TASKS TO PERFORM -
1. Echo the article on dangerous houses word for word, starting with "There are individuals" and going on through "in their lives!".
2. Carry on the article about the world's most dangerous houses from the point where it stops.

PROVIDED TEXT -
There are individuals who thrive on living dangerously, and in the case of these homes, it’s a literal experience. Imagine waking up every day with a sense of fear for your life!
Some of these houses were designed as architectural marvels that engineers initially thought were impossible to construct, while others were built right on the edge of cliffs towering a thousand feet high. Regardless of the reasons, the people behind these peculiar and risky houses clearly seek the thrill of adrenaline in their lives!
Check out this list to see the most dangerous houses in all the world! Some are scary, some are quirky, and all of them are unique!
Katskhi Pillar, Georgia
The Katskhi pillar is a tall natural limestone monolith, standing at 130 feet, near the town of Chiatura in Georgia. At its top sits a structure that was constructed by a hermit during the 9th or 10th century. Today, it is occupied by a Georgian Orthodox monk named Maksim Qavtaradze. Qavtaradze only descends from the pillar twice a week to visit the monastery below and gather food. To do this, he must scale down the rock wall using a ladder.
Lake Kivu, Central Africa
Lake Kivu, situated on the border between the Democratic Republic of the Congo and Rwanda, is a picturesque home to approximately 2 million people. However, beneath its beautiful surface lies a potential danger. Lake Kivu is one of three lakes globally known for limnic eruptions, a rare natural disaster where carbon dioxide erupts from deep lake water. This can create a deadly gas cloud capable of killing all living things within miles. Furthermore, scientists remain uncertain about the trigger for a potential limnic eruption in Lake Kivu. Building a house there comes with significant risks and should be approached with caution.

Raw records

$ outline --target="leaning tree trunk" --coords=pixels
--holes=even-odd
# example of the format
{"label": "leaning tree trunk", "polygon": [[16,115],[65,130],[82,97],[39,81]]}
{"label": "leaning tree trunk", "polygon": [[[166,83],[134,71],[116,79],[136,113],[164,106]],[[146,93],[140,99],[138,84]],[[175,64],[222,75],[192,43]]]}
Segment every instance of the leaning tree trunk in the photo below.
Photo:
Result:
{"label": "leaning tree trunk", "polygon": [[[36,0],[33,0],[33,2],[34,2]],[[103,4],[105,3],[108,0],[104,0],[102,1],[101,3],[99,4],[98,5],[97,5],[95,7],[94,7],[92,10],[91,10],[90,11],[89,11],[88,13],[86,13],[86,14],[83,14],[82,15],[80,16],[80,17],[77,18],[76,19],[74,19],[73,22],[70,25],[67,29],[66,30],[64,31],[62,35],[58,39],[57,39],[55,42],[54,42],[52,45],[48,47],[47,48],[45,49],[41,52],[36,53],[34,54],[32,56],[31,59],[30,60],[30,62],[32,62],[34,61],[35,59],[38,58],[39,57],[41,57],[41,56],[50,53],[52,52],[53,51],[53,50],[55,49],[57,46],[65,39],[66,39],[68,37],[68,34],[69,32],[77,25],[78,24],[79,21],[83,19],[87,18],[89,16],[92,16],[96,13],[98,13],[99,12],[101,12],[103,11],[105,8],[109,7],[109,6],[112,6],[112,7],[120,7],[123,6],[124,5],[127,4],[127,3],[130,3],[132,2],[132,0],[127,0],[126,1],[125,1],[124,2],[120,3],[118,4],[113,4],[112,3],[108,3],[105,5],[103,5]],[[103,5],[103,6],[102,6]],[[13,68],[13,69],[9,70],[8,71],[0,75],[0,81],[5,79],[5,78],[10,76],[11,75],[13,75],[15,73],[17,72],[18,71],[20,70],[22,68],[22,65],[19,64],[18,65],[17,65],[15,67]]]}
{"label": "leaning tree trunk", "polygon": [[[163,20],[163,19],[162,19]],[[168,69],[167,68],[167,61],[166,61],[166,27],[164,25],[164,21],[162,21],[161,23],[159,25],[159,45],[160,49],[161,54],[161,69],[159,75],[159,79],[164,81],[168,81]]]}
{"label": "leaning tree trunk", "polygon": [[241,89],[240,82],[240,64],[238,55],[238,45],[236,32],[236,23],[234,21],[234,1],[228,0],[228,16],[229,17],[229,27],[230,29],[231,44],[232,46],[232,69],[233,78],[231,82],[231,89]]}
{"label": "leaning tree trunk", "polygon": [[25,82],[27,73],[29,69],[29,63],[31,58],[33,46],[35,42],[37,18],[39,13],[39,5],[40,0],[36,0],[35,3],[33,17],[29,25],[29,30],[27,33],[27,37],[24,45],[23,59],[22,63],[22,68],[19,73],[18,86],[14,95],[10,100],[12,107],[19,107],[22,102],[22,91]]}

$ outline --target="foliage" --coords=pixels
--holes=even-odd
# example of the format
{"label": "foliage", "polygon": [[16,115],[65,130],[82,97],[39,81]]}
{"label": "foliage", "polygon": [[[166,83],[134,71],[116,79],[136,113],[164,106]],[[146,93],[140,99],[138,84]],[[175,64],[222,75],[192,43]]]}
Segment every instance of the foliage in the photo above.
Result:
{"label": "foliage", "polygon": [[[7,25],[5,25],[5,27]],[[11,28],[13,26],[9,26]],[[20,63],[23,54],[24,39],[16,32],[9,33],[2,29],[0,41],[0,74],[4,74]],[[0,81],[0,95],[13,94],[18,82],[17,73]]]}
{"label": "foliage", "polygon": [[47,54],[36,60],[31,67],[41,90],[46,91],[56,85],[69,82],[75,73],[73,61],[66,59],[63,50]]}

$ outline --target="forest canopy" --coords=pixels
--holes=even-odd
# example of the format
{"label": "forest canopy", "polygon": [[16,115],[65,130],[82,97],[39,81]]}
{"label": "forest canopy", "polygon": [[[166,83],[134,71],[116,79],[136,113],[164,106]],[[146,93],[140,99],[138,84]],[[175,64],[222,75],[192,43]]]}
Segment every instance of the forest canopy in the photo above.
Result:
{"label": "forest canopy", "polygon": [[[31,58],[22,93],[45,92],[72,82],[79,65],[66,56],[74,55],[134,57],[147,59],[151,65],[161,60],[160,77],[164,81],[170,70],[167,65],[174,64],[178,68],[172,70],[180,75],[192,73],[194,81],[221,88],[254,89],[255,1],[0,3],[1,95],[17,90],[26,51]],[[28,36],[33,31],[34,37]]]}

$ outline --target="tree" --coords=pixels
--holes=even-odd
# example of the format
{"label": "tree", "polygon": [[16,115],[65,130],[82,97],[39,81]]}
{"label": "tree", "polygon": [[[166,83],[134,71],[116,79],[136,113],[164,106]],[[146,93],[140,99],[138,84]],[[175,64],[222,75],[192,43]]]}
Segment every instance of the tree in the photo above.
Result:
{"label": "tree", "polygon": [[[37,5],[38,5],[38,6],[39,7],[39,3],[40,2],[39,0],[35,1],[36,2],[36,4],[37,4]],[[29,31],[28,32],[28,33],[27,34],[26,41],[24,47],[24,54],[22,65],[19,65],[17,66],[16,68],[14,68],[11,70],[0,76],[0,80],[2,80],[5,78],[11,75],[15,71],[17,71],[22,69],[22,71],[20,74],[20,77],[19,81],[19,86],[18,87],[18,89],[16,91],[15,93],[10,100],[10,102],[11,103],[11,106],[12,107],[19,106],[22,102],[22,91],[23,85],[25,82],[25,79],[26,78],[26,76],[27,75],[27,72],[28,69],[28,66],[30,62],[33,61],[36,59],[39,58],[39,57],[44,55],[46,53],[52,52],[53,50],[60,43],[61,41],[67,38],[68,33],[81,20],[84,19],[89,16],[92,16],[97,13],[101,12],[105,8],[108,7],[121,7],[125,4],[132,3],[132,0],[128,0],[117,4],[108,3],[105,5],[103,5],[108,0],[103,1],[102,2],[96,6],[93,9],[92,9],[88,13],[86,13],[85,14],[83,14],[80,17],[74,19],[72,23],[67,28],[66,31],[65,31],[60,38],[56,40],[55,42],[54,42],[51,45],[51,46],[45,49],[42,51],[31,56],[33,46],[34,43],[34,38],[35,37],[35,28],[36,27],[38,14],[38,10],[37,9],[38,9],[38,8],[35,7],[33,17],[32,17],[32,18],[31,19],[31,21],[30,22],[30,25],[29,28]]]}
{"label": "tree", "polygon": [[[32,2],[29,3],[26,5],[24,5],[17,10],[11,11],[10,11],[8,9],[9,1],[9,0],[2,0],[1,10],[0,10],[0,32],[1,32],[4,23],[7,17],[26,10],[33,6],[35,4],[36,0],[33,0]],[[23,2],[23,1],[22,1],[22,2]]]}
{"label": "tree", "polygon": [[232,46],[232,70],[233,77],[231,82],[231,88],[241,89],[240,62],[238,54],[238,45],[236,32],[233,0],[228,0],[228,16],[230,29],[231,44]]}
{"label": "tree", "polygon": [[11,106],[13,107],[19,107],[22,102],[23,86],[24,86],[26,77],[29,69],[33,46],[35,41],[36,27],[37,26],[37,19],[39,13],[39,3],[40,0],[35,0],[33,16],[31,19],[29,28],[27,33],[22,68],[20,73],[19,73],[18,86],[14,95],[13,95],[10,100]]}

ANSWERS TO EACH TASK -
1.
There are individuals who thrive on living dangerously, and in the case of these homes, it’s a literal experience. Imagine waking up every day with a sense of fear for your life!
Some of these houses were designed as architectural marvels that engineers initially thought were impossible to construct, while others were built right on the edge of cliffs towering a thousand feet high. Regardless of the reasons, the people behind these peculiar and risky houses clearly seek the thrill of adrenaline in their lives!

2.
WoZoCo Apartments, Netherlands
Imagine living in an apartment that extends outward from the rest of the building. That’s the case for residents of the WoZoCo Apartments in Amsterdam. These apartments were designed in a creative way to comply with building codes while fulfilling the client’s unique request. Although the protruding units are securely attached to the building, it can be quite nerve-wracking to stand underneath them!
This bizarre-looking structure is known as Takasugi-an, a teahouse in Nagano, Japan built out of cut-down trees jammed into the ground. To get up to the teahouse, guests must climb up one rickety ladder, remove their shoes, then climb up a second rickety ladder. Inside the teahouse is cozy and quaint, but fair warning: the structure may sway back and forth in the wind. Apparently whoever built the structure had a sense of humor, because “Takasugi-an” means “too high” in Japanese.
Sutyagin House, Russia
Beginning in 1992, the Sutyagin House was constructed over the course of 15 years by Nikolai Petrovich Sutyagin, a crime lord in Arkhangelsk, Russia. Originally the house was supposed to be just three stories, but the Sutyagin family kept adding floors until they got to 13 (without any sort of building permit or real plans, mind you), rendering it the tallest wooden house in the world. In 2008, the city authorities declared the structure a fire hazard, and it was taken down. But let’s be honest here – it’s probably better that way.
Phoenix House, Hawaii
If you’ve ever wanted to sleep underneath an active Hawaiian volcano, you’re in luck because the Phoenix House is available on Airbnb! The Phoenix House is located just outside of the danger zone of Kilauea on Hawaii’s Big Island – meaning that lava flows very close by during an eruption. Not to mention, Kilauea is currently one of the most active volcanoes in the world, so you’re pretty much guaranteed to see some action should you choose to vacation there!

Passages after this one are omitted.